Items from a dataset
-- start --

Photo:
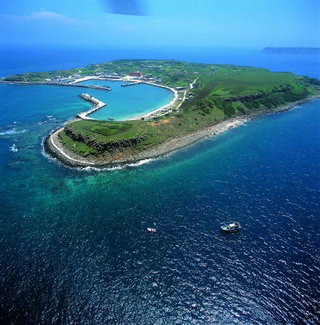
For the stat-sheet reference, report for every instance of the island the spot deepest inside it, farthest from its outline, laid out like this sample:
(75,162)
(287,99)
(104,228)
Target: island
(208,99)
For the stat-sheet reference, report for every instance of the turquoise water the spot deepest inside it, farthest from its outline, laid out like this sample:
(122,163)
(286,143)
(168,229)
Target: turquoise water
(73,245)
(125,102)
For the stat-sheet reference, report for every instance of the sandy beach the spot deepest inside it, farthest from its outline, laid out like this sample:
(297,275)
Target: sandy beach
(56,149)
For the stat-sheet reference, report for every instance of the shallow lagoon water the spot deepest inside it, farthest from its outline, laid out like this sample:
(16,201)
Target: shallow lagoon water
(125,102)
(73,245)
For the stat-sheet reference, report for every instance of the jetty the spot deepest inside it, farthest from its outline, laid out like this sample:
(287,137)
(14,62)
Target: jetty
(126,84)
(96,104)
(66,84)
(71,84)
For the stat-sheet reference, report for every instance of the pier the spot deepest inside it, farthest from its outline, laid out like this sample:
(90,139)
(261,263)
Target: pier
(66,84)
(96,104)
(126,84)
(74,85)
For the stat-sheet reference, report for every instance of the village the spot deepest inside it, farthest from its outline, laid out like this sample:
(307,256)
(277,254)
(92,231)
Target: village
(180,94)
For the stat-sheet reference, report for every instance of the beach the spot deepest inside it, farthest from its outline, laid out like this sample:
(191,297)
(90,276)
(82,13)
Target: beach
(55,148)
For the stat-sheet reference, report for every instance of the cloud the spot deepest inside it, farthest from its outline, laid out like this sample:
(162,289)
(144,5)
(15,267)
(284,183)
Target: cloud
(43,15)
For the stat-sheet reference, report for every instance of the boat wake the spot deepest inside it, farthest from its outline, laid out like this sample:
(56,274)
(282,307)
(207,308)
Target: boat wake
(14,148)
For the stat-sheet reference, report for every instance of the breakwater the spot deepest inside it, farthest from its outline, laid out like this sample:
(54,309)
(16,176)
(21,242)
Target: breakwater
(126,84)
(66,84)
(96,104)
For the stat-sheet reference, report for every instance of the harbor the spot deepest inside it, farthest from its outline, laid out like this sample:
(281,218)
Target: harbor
(96,104)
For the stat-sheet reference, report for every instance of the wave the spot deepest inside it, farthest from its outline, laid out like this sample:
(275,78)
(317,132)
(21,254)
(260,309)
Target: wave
(13,131)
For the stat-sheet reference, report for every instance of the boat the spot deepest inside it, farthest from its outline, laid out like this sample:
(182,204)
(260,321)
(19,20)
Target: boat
(231,227)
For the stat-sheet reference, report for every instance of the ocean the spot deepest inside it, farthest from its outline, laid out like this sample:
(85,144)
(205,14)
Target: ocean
(73,243)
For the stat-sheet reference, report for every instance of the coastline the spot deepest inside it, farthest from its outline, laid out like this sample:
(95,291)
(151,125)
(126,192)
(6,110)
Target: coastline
(55,148)
(150,114)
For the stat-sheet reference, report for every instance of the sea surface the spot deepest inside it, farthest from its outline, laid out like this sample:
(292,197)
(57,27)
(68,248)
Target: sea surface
(73,243)
(125,102)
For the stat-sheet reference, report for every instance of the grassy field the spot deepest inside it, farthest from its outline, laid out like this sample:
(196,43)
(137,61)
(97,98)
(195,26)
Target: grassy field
(221,92)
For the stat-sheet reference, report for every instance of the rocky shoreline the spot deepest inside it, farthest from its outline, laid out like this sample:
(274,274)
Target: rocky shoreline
(54,147)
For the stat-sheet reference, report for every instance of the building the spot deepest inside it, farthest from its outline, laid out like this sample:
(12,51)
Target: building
(135,74)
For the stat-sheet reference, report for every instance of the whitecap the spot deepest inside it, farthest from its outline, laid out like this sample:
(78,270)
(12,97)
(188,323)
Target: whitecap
(13,131)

-- end --

Task statement: Rescale the lines from the one containing "of the breakwater" through the end of the records, inclusive: reproduce every one of these lines in full, multiply each coordinate in the answers by 1.35, round it to a whole number with halves rounded up, and leave every other number unchanged.

Response:
For the stat-sheet reference, report for every instance of the breakwater the spot deepest inside it, farthest from its outline, laid out like this sample:
(54,309)
(16,176)
(21,242)
Target: breakwater
(170,113)
(89,113)
(130,140)
For the stat-sheet reference, report for every instance of the harbor the spot deepest inside it, farthest from its outline, laid out like this sample:
(281,218)
Target: harbor
(130,140)
For the stat-sheet reference, report for every instance of the wave the spot deepest inside it, farthest from its outline, laid out like this sample:
(275,78)
(317,132)
(21,254)
(260,309)
Target: wave
(18,177)
For the stat-sheet reference, report for every instance of the boat the spot deepest inside it, farthest from its outline, laid out like this sample:
(182,204)
(260,321)
(19,20)
Target: boat
(312,306)
For the stat-sheet reference, report for every instance of the ocean the spot deepest inside it, farthest from its outline, laid out like this sample:
(85,144)
(205,14)
Target: ocean
(99,328)
For the stat-sheet reference, report for every instance of the coastline the spot deepest inside it, farthest from its outline, laid out like this sample:
(95,291)
(151,125)
(126,192)
(6,110)
Target: coastline
(74,200)
(203,154)
For the stat-sheet reference, report for every instance of the sea surface the spot deepest inside it, farthest from its outline, laid out like this sample:
(292,197)
(57,27)
(68,248)
Target: sea surface
(99,328)
(169,138)
For the stat-sheet reference, report for every instance of the grassy field the spot deepest inside it, farthest from its outline, laid out like this sample:
(196,43)
(137,61)
(97,98)
(195,26)
Target: grassy field
(298,124)
For the stat-sheet reference, report for every instance of the rocky shoreline the spot deepest inside it, farthest from its outline, laid out like this sample:
(274,274)
Target: rocky shoreline
(73,198)
For the stat-sheet reference, report for every instance of the building the spot deepest inside it, farthest from its outline, laid out like this sample:
(12,51)
Target: building
(182,100)
For the stat-sheet reference, report for every instance of the whitecap the spot deepest inside it, farthest from its outline, laid out like this sample:
(78,270)
(12,97)
(188,323)
Target: whitecap
(18,177)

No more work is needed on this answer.